--- PROBLEM DETAILS ---
Everything from the line containing "small boat in the photo above." to the final line of the records below should be given again exactly, and nothing else.

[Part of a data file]
★ ★ ★

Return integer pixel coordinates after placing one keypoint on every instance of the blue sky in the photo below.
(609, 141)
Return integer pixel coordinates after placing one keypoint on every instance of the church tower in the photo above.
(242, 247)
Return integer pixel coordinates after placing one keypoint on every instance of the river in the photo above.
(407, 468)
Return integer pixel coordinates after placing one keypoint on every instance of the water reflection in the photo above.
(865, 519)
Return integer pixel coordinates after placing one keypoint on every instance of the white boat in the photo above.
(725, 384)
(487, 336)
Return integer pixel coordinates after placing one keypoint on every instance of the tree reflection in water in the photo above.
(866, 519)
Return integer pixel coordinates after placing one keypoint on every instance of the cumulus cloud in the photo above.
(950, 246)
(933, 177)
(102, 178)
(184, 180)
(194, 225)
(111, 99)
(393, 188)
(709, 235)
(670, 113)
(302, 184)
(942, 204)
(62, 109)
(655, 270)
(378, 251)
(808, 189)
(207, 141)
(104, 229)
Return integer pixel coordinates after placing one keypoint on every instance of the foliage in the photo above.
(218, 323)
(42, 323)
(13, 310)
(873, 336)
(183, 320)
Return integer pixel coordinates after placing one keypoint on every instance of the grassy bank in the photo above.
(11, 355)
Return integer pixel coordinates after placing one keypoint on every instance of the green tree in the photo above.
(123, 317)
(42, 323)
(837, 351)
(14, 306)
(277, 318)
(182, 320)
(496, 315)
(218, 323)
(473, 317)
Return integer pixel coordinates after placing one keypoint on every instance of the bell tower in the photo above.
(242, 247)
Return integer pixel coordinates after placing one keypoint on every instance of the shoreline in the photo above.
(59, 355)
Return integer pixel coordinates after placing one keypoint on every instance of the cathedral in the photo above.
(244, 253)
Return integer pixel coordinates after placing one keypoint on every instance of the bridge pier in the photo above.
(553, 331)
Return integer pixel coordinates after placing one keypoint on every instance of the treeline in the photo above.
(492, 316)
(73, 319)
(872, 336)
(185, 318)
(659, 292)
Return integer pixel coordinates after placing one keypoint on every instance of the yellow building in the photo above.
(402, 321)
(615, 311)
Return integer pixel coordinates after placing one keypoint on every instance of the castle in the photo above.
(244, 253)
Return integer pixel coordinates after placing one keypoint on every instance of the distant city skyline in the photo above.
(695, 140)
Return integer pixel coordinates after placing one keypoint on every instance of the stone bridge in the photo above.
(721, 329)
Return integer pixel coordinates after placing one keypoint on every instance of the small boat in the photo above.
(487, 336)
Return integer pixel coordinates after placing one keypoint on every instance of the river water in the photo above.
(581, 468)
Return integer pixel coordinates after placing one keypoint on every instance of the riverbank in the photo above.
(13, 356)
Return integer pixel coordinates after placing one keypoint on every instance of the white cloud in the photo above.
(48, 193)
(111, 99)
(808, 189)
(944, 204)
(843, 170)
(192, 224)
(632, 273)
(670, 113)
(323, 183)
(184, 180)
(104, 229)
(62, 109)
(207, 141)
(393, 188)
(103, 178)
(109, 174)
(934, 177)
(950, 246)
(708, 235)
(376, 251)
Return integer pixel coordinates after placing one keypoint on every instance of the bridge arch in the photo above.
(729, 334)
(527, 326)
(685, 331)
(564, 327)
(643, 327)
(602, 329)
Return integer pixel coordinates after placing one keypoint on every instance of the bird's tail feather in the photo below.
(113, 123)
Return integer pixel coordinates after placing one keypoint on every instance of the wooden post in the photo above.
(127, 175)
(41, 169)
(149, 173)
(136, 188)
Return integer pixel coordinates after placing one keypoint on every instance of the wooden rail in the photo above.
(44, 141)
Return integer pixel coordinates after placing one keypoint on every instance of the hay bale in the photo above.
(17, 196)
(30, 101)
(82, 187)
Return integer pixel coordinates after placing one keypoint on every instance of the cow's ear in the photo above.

★ ★ ★

--- WRITTEN SOLUTION ---
Return integer pixel coordinates after placing one keypoint on every instance of the small boat in the photo above.
(487, 336)
Return integer pixel coordinates after placing one keypoint on every instance of the river water in the photo above.
(581, 468)
Return integer pixel coordinates after placing one keypoint on every instance of the riverbank in the photo above.
(13, 356)
Return integer pixel coordinates after placing one keypoint on every instance of the white cloud in the photo above.
(48, 193)
(111, 99)
(808, 189)
(944, 204)
(843, 170)
(192, 224)
(632, 273)
(670, 113)
(323, 183)
(184, 180)
(104, 229)
(62, 109)
(207, 141)
(393, 188)
(103, 178)
(109, 174)
(934, 177)
(950, 246)
(708, 235)
(376, 251)
Return integer pixel coordinates after placing one keypoint on every instance of the bridge arch in the photo above.
(729, 334)
(527, 326)
(685, 331)
(564, 327)
(643, 327)
(602, 329)
Return integer pixel coordinates after placing one keypoint on every instance of the bird's tail feather in the photo below.
(113, 123)
Return integer pixel coordinates after placing one keypoint on every instance of the wooden post in the photo above.
(127, 175)
(41, 169)
(149, 173)
(136, 188)
Return integer pixel coordinates after placing one keypoint on every instance of the wooden rail in the photo above.
(44, 141)
Return integer pixel coordinates after placing one keypoint on every instance of the hay bale in the photo above.
(17, 196)
(30, 101)
(82, 187)
Return integer pixel coordinates after placing one keypoint on every instance of the cow's ear in the photo above.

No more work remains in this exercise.